- [AUFGABENSTELLUNG] Setze bitte den Textabschnitt weiter unten über das Coronavirus und die öffentliche Corona-Debatte nach seinem letzten Satz fort.

- [TEXTABSCHNITT]
◇ ◇ ◇ ◇
Der Anchorman eines inzwischen furz-konservativ verkrusteten Religionsanbieters soll vor etwa 2.000 Jahren gesagt haben: "Was Ihr für einen meiner geringsten Brüder getan habt, das habt Ihr mir getan." Chapeau, so ein Spruch könnte damals im begrenzten ethisch-kulturellen Kontext nahöstlicher Wüstennomaden ein echter Knaller gewesen sein.
Ulkigerweise bekommt er durch SARS-CoV-2 eine ganz neue Aktualität. Genauer gesagt: Der Spruch könnte direkt vom Virus selbst stammen, wenn dieser denn mehr wäre als wildgewordene Nukleinsäure.
Der Reihe nach:
Natürlich habe ich gestern, wie überhaupt seit Wochen und Monaten, die öffentlichen Diskussionen um Anti-Corona-Maßnahmen verfolgt, den Streit, das egoistische Gezerre, die dümmlichen Rechthabereien und dreckigen Lobby- und Konzern-Machtspiele um die Frage, wer wann wo wieviel Impfstoff und Test-Sets beauftragt, beschafft und bereitgestellt und wer wann welchen Anspruch auf diese Segnungen von Kapital, Politik und Medizin hat.
Ulkig daran ist: Die Viren kümmern sich einen Dreck um diese Diskussionen. Viren sind gar nicht fähig, darauf zu reagieren. Sie können nur eins: Wirtszellen veranlassen, sie, die Viren, zu vervielfältigen. Dabei entstehen Billiarden neuer Viren, aber auch Milliarden Kopierfehler, "Mutationen" genannt. Die meisten Kopierfehler führen dazu, dass die resultierenden Viren-Exemplare nicht funktionieren ¹, sie werden folglich nicht weiter vervielfältigt. Einige wenige Kopierfehler führen aber auch dazu, dass das Virus Eigenschaften entwickelt, die es vielleicht noch ansteckender und in der Wirkung noch gefährlicher für uns Menschen und gegen die menschliche Immunabwehr noch resistenter machen. Dieser Prozess setzt sich fort, solange das Virus irgendwo auf dem Planeten aktiv ist.
Warum liste ich diese allseits bekannten Banalitäten hier nochmal auf? Weil ich zunehmend verzweifelt darum kämpfe, zu verstehen, wo genau in dieser banalen Faktensammlung die Begriffe auftauchen, die gerade unsere öffentliche Diskussion dominieren: "Föderalismus", "Bildung", "Frisöre eine Frage der Menschenwürde", "Lobbyverbände fordern...", "Hätte Doitschland einen national-egoistischen Alleingang bei der Beschaffung machen müssen, so wie England, Israel, Ungarn?", "Darf man russischen Impfstoff kaufen, wo die doch den Nawalny...?", "Warum lautiert Frau Karliczek öffentlich?"
Wenn ich mir den letzten Absatz anschaue und ihn inhaltlich mit dem vorletzten Absatz vergleiche, dann ist da ... so gar nichts. Keine Schnittmenge.
◇ ◇ ◇ ◇
- [GEGEBENE DATEN]
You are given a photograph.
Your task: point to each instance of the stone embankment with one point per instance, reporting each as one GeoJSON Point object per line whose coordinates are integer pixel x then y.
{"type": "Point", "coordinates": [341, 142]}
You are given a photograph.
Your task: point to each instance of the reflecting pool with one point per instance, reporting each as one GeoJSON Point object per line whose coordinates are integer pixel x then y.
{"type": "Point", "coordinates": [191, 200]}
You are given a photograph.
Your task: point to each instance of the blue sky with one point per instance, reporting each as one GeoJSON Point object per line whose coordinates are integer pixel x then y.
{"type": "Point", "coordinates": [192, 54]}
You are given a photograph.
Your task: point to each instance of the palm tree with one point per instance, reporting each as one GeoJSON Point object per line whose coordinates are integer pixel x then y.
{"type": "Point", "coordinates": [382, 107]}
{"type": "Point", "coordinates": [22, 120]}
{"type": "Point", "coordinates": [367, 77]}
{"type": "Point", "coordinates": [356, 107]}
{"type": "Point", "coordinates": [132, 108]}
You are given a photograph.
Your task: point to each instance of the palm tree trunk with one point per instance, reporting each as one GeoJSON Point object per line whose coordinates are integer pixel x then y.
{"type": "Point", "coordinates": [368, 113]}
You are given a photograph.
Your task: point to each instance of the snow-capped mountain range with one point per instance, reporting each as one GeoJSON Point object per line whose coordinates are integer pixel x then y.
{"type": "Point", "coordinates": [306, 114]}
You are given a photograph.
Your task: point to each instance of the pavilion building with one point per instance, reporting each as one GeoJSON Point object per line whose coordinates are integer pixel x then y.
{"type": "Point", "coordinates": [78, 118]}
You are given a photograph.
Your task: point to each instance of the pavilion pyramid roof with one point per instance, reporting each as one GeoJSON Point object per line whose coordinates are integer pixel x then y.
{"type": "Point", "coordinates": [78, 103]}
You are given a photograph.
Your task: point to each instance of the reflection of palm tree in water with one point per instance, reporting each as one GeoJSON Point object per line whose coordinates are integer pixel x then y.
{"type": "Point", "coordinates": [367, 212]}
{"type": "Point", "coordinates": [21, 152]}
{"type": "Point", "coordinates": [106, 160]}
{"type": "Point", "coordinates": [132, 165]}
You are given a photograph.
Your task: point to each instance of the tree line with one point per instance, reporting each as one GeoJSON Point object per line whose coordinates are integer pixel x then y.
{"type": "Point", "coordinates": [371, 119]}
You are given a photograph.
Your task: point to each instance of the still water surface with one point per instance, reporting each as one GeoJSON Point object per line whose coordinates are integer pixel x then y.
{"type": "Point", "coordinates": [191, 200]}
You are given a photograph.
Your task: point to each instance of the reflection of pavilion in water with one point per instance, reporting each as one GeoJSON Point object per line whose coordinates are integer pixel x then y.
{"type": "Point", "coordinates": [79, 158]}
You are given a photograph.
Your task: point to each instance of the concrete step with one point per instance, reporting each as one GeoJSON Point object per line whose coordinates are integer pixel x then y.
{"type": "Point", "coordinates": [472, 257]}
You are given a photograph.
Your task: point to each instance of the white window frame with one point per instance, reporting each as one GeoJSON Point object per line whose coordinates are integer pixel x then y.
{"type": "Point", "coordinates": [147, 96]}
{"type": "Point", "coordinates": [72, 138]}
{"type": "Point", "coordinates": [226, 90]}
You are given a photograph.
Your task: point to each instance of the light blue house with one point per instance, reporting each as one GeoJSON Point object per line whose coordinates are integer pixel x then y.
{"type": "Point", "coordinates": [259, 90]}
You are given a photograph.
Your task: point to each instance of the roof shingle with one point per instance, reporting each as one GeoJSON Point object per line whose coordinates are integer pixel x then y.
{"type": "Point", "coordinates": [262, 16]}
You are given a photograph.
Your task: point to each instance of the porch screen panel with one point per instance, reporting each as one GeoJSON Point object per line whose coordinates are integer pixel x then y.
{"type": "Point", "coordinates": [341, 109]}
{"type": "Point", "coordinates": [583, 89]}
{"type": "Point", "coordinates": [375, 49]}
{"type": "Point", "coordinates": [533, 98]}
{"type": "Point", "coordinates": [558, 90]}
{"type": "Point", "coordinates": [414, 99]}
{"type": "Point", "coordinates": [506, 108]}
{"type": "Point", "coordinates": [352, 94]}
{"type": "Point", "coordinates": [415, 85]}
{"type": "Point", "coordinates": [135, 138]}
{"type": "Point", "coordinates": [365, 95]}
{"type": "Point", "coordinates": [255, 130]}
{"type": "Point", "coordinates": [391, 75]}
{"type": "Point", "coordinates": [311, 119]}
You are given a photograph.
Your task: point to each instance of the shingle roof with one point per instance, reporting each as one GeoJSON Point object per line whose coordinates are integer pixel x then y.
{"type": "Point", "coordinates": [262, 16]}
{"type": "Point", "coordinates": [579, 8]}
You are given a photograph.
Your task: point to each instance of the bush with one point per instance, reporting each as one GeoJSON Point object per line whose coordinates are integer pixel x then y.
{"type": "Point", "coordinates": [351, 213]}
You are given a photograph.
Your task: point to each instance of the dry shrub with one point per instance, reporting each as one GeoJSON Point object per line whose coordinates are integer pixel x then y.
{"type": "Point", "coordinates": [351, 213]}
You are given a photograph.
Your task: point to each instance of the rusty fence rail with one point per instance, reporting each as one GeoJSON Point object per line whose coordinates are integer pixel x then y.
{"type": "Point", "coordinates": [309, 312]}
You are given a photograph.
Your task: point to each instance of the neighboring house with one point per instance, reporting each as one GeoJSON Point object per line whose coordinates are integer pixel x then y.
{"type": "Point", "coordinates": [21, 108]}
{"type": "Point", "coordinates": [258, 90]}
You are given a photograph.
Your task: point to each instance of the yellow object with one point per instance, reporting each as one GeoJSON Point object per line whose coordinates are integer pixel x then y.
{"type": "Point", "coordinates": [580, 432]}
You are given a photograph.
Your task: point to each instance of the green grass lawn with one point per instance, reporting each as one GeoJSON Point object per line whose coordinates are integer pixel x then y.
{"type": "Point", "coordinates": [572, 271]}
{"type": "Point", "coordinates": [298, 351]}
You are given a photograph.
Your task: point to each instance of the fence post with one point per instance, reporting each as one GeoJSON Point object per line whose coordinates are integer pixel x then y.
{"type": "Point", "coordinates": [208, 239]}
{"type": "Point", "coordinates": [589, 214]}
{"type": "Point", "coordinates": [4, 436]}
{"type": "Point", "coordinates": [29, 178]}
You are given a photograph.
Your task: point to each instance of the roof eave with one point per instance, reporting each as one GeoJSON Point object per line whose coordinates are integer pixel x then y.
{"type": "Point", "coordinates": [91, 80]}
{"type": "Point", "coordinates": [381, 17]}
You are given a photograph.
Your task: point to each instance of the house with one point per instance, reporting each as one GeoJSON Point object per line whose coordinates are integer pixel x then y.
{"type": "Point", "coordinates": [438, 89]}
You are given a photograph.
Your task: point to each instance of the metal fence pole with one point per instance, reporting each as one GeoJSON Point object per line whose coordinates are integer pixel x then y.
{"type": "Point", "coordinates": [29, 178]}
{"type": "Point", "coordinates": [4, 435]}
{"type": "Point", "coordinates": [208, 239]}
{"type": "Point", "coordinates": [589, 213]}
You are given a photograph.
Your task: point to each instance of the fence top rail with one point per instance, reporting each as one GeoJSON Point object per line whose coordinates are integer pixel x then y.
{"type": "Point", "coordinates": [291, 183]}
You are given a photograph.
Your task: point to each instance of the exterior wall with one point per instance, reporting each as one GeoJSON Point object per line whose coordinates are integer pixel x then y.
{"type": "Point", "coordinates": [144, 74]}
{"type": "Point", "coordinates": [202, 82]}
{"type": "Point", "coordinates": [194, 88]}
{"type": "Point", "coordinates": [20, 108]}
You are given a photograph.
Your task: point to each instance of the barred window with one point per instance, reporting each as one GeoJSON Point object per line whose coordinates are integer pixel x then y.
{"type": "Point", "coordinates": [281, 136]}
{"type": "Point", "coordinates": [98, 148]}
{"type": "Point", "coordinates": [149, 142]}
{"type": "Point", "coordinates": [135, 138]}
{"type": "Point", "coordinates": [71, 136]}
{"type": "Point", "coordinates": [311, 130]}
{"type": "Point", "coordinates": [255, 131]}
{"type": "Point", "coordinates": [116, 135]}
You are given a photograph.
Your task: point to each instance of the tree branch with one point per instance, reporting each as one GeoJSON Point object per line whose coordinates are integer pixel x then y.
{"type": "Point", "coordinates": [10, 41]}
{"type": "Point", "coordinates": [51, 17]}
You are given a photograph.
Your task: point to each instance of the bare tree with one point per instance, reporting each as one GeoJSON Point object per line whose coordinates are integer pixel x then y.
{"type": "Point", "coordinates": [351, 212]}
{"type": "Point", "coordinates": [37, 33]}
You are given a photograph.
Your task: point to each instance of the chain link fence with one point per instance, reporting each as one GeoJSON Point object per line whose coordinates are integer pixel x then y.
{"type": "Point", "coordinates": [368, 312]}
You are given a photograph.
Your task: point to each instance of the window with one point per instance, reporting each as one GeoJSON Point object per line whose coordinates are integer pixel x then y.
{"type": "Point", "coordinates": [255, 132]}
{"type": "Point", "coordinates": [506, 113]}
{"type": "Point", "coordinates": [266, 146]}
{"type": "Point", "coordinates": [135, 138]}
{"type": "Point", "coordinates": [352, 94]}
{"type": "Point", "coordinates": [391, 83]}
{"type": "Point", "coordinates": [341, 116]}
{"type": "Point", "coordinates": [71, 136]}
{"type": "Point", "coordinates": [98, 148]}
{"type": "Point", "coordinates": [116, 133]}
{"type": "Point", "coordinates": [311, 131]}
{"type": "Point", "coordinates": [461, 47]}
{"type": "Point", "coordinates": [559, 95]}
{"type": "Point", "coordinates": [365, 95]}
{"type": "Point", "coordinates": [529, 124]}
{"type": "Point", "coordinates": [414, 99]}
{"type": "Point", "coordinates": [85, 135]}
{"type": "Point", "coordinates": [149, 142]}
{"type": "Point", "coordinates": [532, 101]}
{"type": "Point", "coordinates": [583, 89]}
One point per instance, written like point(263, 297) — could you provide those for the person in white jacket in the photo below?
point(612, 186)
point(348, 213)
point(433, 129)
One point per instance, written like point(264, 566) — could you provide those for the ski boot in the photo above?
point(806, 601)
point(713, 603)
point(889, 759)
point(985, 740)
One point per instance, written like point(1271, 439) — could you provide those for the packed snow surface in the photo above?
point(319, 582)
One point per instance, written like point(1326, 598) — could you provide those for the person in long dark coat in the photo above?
◇ ◇ ◇ ◇
- [ERGEBNIS]
Daher bitte ich nun unsere Macht-Haber*innen, sich gütigst erinnern zu wollen: Wir haben eine Pandemie, also per definitionem ein weltweites Problem. Dieses Problem mit all seinen Mutationen wird erst dann erledigt sein, wenn der letzte Brasilianer, der letzte Aborigine, der letzte Mohikaner und der letzte sachsen-anhaltinische Corona-Leugner immunisiert sind. Bis dahin wird uns diese natürlich entstandene Bio-Waffe immer wieder um die Ohren fliegen.
Andersrum: Die Diskussion, wer zuerst geimpft wird, ist völlig bescheuert! Wir müssen fragen, wer auf dieser Welt zuletzt geimpft wird. Und die Logik des Virus macht es aus menschlicher Sicht sinnvoll, den Zeitpunkt der letzten notwendigen Impfung in eine möglichst nahe Zukunft zu verlegen.
Noch andersrummer: Jede Lösung, die das Problem nicht als global begreift, ist keine Lösung, sondern völlig bescheuert!
Und schließlich: Jaaa, Jesus hatte in diesem Punkt vollkommen recht. Ich habe auch nichts gegen Jesus, der hat einige gute Sachen gesagt. Ich frage mich nur, warum das aktuelle Management des Christus-Konzerns hier jetzt nicht mit voller Marketing-Macht reingeht und die Message pusht, bissa Arzt kommt.
(via wiki commons)
Ein Problem beim abrahamitischen Fundamentalismus ist die Kritikunfähigkeit.
Warum hat niemand dem Maler gesagt, dass der einzig denkbare Titel des Bildes lautet:
"Jesus pupst und seine Jünger fragen ihn, was, zum Teufel, er da wieder gegessen hat".
¹ Es ist zu bezweifeln, dass Viren überhaupt Lebewesen sind. Daher vermeide ich hier Begrifflichkeiten aus dem Bereich "Leben, Sterben, Tod etc."